* Exercise requirements
**1.** Please write out the passage on elections and democracy word for word, between "Assam boils with" and "prime ministerial ambitions.", inclusive.
**2.** Continue the passage on elections and democracy from the point where it stops.

===== Source document

Assam boils with tension and yet it is clear that elections are not going to create reform. Politics will be the same give or take a Gogoi or two. The American army in World War II coined a word for such a situation, SNAFU, for an activity which expends a tremendous amount of energy but alters the world not even a little.

As a spectator and a citizen, I do not deny that elections are important. But elections which look bereft of ideas, which present the same unpromising alternatives makes one worry about the possibilities for democracy.

Covering this with sheen is the idea of Nitish Kumar as an alternative prime ministerial candidate. Nitish, of course, is immaculately hypocritical denying that he has any prime ministerial ambitions.

In fact, that one act captures this election drama, where the politics of hypocrisy is presented as the politics of hope. It embodies the conviction that the citizen who is a sucker for democracy will digest anything in its name. Yet one is desperate for a rethinking of ideas and a renewal of political drama.

Symptoms

How does one look at symptoms of such a disease? Where does one begin a diagnosis as a movement into therapy? I think one can sense three major threats to the democratic-electoral system. First is the fact that civil society is on the decline, that NGOs are under threat and there are no social movements to fight durable battles against the state.

==========
===== Stored data

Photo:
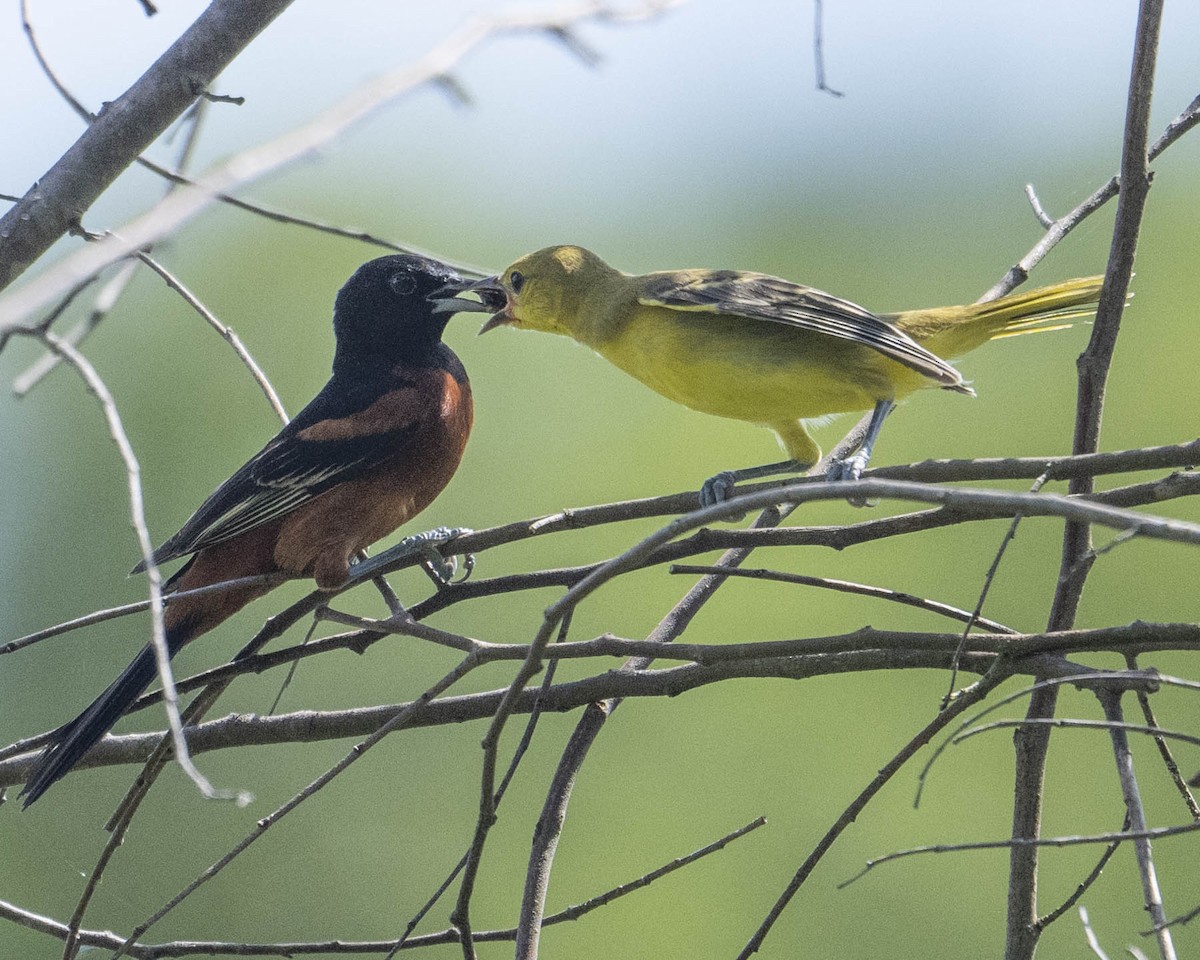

==========

* Answers for this exercise
**1.**
Assam boils with tension and yet it is clear that elections are not going to create reform. Politics will be the same give or take a Gogoi or two. The American army in World War II coined a word for such a situation, SNAFU, for an activity which expends a tremendous amount of energy but alters the world not even a little.

As a spectator and a citizen, I do not deny that elections are important. But elections which look bereft of ideas, which present the same unpromising alternatives makes one worry about the possibilities for democracy.

Covering this with sheen is the idea of Nitish Kumar as an alternative prime ministerial candidate. Nitish, of course, is immaculately hypocritical denying that he has any prime ministerial ambitions.

**2.**
It is as if there are few contending structures around the state today and one can sense that all political parties are relieved by the decline of NGOs and social movements.

Secondly, media has become dominant in the new middle class view of politics and given its current style, highlights the hysteria of the middle class. Deep down that hysteria hides the dullness, the lack of ideas.

Finally one has begun to sense, that democracy in India has to go beyond electoralism to wider issues of rights, livelihood, migration and violence and our electoral system seems tone deaf to these issues.

May be one needs this sense of ennui to create the new. Let us hope democracy will ambush us with the unexpected. Only that can relieve the tedium of the Jayalalithaa and the Mamatas of today.